[Position identification records]
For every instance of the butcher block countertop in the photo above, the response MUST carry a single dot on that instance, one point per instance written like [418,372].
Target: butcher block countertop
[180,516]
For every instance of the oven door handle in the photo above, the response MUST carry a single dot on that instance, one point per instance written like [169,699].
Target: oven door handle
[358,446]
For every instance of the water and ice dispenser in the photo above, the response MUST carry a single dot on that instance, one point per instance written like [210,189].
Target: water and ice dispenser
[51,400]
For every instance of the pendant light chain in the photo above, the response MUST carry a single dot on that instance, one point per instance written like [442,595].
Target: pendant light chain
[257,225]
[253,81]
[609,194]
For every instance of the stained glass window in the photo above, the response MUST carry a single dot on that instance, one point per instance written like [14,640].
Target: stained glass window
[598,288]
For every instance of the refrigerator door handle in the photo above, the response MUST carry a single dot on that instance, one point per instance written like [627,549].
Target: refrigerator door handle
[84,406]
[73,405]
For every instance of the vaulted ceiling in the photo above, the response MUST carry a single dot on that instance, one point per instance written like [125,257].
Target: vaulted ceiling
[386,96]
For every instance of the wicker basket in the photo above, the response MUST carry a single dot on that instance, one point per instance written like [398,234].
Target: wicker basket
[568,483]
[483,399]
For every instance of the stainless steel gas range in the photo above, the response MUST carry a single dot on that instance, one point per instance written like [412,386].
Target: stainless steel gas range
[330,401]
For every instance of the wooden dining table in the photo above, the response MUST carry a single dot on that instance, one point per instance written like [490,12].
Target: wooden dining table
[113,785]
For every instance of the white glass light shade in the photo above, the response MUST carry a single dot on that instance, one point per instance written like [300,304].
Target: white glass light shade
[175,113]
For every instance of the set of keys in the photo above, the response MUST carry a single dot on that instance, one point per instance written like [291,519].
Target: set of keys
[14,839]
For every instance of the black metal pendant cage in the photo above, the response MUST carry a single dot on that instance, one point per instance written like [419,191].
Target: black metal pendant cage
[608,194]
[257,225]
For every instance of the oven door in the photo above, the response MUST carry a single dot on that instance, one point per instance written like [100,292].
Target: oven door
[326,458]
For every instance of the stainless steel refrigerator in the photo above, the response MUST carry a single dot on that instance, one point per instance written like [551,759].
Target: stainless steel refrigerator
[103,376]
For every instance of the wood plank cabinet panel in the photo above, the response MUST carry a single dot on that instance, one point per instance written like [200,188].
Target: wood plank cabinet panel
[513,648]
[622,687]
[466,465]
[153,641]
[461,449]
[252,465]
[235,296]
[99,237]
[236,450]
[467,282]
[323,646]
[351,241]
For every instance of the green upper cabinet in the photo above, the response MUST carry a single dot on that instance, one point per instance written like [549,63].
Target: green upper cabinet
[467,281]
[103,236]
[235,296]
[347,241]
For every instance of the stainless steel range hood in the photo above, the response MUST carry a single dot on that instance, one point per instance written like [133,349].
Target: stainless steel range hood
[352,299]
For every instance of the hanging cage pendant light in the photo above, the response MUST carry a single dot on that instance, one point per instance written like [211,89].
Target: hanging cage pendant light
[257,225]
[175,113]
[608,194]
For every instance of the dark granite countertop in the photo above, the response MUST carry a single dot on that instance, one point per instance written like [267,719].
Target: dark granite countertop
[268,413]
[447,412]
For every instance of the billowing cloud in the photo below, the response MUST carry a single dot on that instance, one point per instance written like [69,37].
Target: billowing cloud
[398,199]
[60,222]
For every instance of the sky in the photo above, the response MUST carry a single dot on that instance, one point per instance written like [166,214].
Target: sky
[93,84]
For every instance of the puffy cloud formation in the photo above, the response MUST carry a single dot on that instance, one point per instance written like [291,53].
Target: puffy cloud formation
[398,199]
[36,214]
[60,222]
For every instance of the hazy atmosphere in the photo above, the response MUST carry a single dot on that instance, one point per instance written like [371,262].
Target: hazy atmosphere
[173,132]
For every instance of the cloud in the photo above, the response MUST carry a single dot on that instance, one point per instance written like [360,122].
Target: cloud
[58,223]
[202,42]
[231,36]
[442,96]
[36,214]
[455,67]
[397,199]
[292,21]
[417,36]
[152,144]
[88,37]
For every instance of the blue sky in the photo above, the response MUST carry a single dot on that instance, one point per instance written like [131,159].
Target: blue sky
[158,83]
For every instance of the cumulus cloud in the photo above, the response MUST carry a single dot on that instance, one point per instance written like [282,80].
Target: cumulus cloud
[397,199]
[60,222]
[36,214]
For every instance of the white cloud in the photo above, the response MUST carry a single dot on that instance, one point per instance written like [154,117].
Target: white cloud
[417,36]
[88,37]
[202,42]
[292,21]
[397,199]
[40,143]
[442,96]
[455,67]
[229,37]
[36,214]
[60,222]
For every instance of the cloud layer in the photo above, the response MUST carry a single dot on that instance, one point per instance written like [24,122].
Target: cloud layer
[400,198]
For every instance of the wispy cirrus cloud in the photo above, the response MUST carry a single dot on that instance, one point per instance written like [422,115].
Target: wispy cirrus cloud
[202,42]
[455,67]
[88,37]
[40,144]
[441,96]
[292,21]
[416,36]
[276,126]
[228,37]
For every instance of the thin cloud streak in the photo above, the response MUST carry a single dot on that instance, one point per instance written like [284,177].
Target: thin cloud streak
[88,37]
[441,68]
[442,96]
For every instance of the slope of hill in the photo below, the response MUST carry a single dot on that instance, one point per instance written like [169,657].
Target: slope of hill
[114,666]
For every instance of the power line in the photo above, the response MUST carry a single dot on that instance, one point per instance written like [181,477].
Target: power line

TASK STATEMENT:
Arrange the lines of the records above as a numbered list, starting at the line containing "For every instance of the white cloud" and running through the end of the records, inclusive. Omit any blank lines.

COMPLETE OUTPUT:
1. For every instance of the white cloud in the photo above, the response MUST carry a single dot on that instance, one point per instance written like [154,117].
2. Target: white cloud
3. [417,36]
4. [88,37]
5. [202,42]
6. [292,21]
7. [397,199]
8. [40,143]
9. [442,96]
10. [455,67]
11. [229,37]
12. [36,214]
13. [60,222]
14. For every instance of the cloud layer in the photo above, the response MUST carry a single dot on that instance, one point per instance written like [24,122].
15. Target: cloud layer
16. [400,198]
17. For every instance of the wispy cirrus cloud in the photo above, the response MUST carry a single dot on that instance, one point per instance written like [422,115].
18. Target: wispy cirrus cloud
19. [202,42]
20. [455,67]
21. [88,37]
22. [40,144]
23. [441,96]
24. [292,21]
25. [416,36]
26. [276,126]
27. [228,37]
28. For every instance of the thin cloud streak in the photo above, the response MUST carry a single dot on that instance, one point per instance written like [284,177].
29. Target: thin cloud streak
30. [88,37]
31. [441,68]
32. [442,96]
33. For every instance of the slope of hill in the photo below, the response MUST carry a single dot on that instance, one point per instance written like [169,657].
34. Target: slope of hill
35. [114,666]
36. For every instance of the power line in the photo above, the response MUST carry a single dot on that instance, one point per instance written like [181,477].
37. Target: power line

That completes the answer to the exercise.